Extrait du texte:
Jean-François Bauvin

Jean-François Bauvin

Jean-François Bauvin, président de la Fédération des Tiers de Confiance du numérique et Directeur général de l’Adec accordait il y a quelques semaines un entretien au magazine « Communication Commerce électronique » pour expliquer les enjeux et priorités du secteur de la confiance numérique.

Pouvez-vous nous présenter la Fédération des Tiers de Confiance du numérique ?

La Fédération des Tiers de Confiance du Numérique (FnTC) est née en 2001, à la suite de la publication de la loi « portant adaptation du droit de la preuve aux technologies de l’information et relative à la signature électronique », elle avait alors vocation à structurer les échanges numériques naissants, autour des deux piliers : signature électronique et archivage électronique. Elle s’est depuis affirmée comme l’une des organisations les plus actives et influentes du secteur numérique.

Aujourd’hui, la FnTC regroupe plus de 160 adhérents qui prennent une part active dans la définition, la mise en œuvre et la promotion de la confiance dans l’économie numérique : des éditeurs de logiciels, des prestataires de services numériques, des experts, des professionnels réglementés, des start-up, des institutions et des utilisateurs des services de confiance.

Consigne a:
Répondez à ces questions d'après l'extrait.
(i) En quelle année la FnTC a-t-elle été créée ?
(ii) Combien d'adhérents la FnTC regroupe-t-elle aujourd'hui ?
(iii) À quel magazine Jean-François Bauvin a-t-il accordé un entretien ?

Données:
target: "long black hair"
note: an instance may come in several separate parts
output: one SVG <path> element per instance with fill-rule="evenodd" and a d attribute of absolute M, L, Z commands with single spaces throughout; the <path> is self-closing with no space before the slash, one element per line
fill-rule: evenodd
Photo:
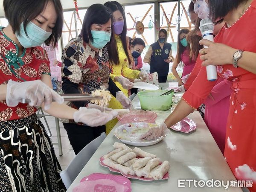
<path fill-rule="evenodd" d="M 223 18 L 230 11 L 246 0 L 208 0 L 210 17 L 212 20 L 216 21 Z M 219 21 L 222 22 L 223 20 Z"/>
<path fill-rule="evenodd" d="M 122 33 L 120 34 L 120 37 L 124 48 L 124 50 L 125 50 L 125 52 L 128 58 L 129 63 L 131 64 L 132 63 L 132 59 L 131 59 L 131 55 L 129 54 L 129 50 L 128 49 L 128 45 L 127 44 L 127 26 L 126 26 L 126 19 L 125 18 L 125 10 L 122 5 L 121 5 L 119 3 L 116 1 L 108 1 L 104 4 L 104 5 L 109 8 L 113 12 L 116 11 L 119 11 L 122 13 L 124 19 L 124 28 Z M 112 32 L 113 32 L 113 29 L 112 29 L 111 30 Z M 116 45 L 110 44 L 108 46 L 108 49 L 110 51 L 109 52 L 109 59 L 114 64 L 119 64 L 120 63 L 118 54 L 115 54 L 115 53 L 112 52 L 112 50 L 114 49 L 115 47 L 116 48 Z"/>
<path fill-rule="evenodd" d="M 53 4 L 57 15 L 57 20 L 52 34 L 44 41 L 47 45 L 55 47 L 62 32 L 63 11 L 60 0 L 4 0 L 3 9 L 5 17 L 12 26 L 14 33 L 20 35 L 20 26 L 23 22 L 25 32 L 29 23 L 35 19 L 45 8 L 49 2 Z"/>
<path fill-rule="evenodd" d="M 111 28 L 113 20 L 111 11 L 107 7 L 101 4 L 94 4 L 88 8 L 83 21 L 83 26 L 81 35 L 83 40 L 86 43 L 93 42 L 93 38 L 91 32 L 91 26 L 93 24 L 101 25 L 105 24 L 111 19 Z M 111 34 L 111 41 L 114 38 Z"/>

Consigne b:
Recopiez à l'identique les lignes des données, du début jusqu'à la ligne contenant "53 4 L 57 15", celle-ci comprise. Omettez les images dans votre réponse.

Réponse a:
(i) En 2001.
(ii) Plus de 160 adhérents.
(iii) Au magazine « Communication Commerce électronique ».

Réponse b:
target: "long black hair"
note: an instance may come in several separate parts
output: one SVG <path> element per instance with fill-rule="evenodd" and a d attribute of absolute M, L, Z commands with single spaces throughout; the <path> is self-closing with no space before the slash, one element per line
fill-rule: evenodd
Photo:
<path fill-rule="evenodd" d="M 223 18 L 230 11 L 246 0 L 208 0 L 210 17 L 212 20 L 216 21 Z M 219 21 L 222 22 L 223 20 Z"/>
<path fill-rule="evenodd" d="M 122 33 L 120 34 L 120 37 L 124 48 L 124 50 L 125 50 L 125 52 L 128 58 L 129 63 L 131 64 L 132 63 L 132 59 L 131 59 L 131 55 L 129 54 L 129 50 L 128 49 L 128 45 L 127 44 L 127 26 L 126 26 L 126 19 L 125 18 L 125 10 L 122 5 L 121 5 L 119 3 L 116 1 L 108 1 L 104 4 L 104 5 L 109 8 L 113 12 L 116 11 L 119 11 L 122 13 L 124 19 L 124 28 Z M 112 32 L 113 32 L 113 29 L 112 29 L 111 30 Z M 116 45 L 110 44 L 108 46 L 108 49 L 110 51 L 109 52 L 109 59 L 114 64 L 119 64 L 120 63 L 118 54 L 115 54 L 115 53 L 112 52 L 112 50 L 114 49 L 115 47 L 116 48 Z"/>
<path fill-rule="evenodd" d="M 53 4 L 57 15 L 57 20 L 52 34 L 44 41 L 47 45 L 55 47 L 62 32 L 63 11 L 60 0 L 4 0 L 3 9 L 5 17 L 12 26 L 14 33 L 20 35 L 20 26 L 23 22 L 25 32 L 29 23 L 35 19 L 45 8 L 49 2 Z"/>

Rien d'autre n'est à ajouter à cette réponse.